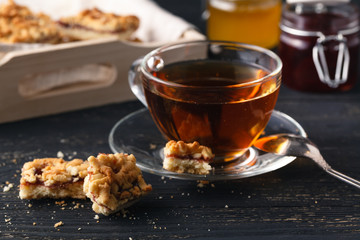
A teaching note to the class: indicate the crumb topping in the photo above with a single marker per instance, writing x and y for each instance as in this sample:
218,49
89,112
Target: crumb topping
97,20
113,180
182,150
19,25
53,171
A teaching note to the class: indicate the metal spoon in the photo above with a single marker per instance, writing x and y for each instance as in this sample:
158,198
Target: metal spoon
297,146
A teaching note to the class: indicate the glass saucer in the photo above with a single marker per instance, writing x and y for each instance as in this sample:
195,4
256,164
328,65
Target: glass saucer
137,134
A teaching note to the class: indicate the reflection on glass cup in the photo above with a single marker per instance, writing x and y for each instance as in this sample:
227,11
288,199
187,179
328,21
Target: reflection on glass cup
247,21
220,94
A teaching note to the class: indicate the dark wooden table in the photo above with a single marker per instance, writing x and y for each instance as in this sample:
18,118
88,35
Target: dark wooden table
298,201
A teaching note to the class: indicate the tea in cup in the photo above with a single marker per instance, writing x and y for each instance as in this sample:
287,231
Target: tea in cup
220,94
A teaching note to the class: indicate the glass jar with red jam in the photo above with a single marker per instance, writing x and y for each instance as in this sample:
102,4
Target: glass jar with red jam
319,45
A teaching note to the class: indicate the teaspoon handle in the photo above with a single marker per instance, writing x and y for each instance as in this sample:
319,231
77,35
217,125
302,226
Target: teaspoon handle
343,177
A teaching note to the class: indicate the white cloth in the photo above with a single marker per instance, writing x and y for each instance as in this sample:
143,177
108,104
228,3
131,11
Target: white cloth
156,24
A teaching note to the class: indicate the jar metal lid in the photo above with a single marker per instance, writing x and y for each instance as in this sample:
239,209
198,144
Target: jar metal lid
304,33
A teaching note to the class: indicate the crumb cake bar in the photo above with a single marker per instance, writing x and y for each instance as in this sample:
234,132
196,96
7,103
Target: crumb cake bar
53,178
19,25
114,182
191,158
93,23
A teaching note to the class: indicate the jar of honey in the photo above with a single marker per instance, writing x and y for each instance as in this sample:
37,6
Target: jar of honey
319,45
247,21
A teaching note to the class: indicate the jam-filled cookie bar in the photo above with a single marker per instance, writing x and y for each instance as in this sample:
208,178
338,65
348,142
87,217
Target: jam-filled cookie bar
18,24
184,157
114,182
94,23
53,178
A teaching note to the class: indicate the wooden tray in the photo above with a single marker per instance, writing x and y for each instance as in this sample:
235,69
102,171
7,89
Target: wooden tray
19,68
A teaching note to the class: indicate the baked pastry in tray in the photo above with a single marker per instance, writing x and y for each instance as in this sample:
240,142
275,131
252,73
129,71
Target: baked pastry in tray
93,23
114,182
20,25
53,178
184,157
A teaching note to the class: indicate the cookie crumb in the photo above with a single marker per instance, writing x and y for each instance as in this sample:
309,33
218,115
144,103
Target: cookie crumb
8,187
58,224
60,154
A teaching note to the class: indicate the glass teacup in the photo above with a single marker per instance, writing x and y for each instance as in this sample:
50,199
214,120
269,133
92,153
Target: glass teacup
218,93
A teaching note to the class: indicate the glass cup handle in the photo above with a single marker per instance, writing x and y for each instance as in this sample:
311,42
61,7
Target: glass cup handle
135,81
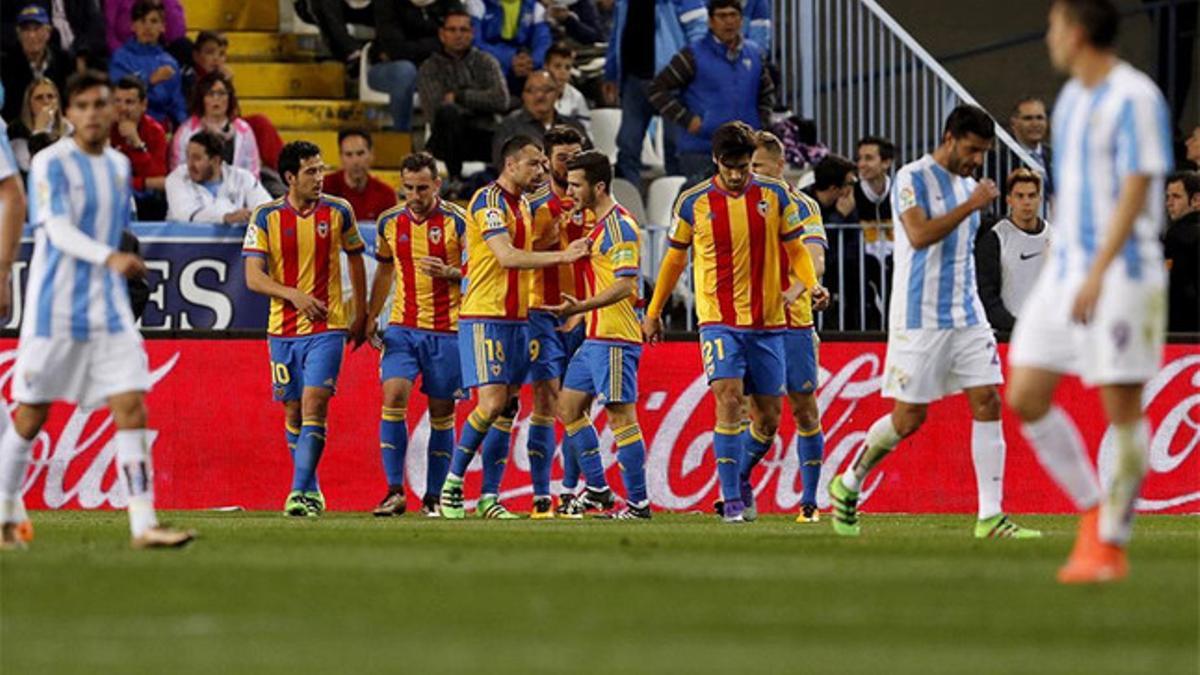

◆ EXERCISE GOAL
Output only the lines running from the line with "A teaching note to the class: indicate the glass cup" through the last line of the entries above, inclusive, with pictures excluded.

◆ TASK ANSWER
A teaching note to the class: indicate the glass cup handle in the photo above with a single marker per instance, writing x and y for each instance as in this sample:
311,42
61,7
Target: glass cup handle
135,81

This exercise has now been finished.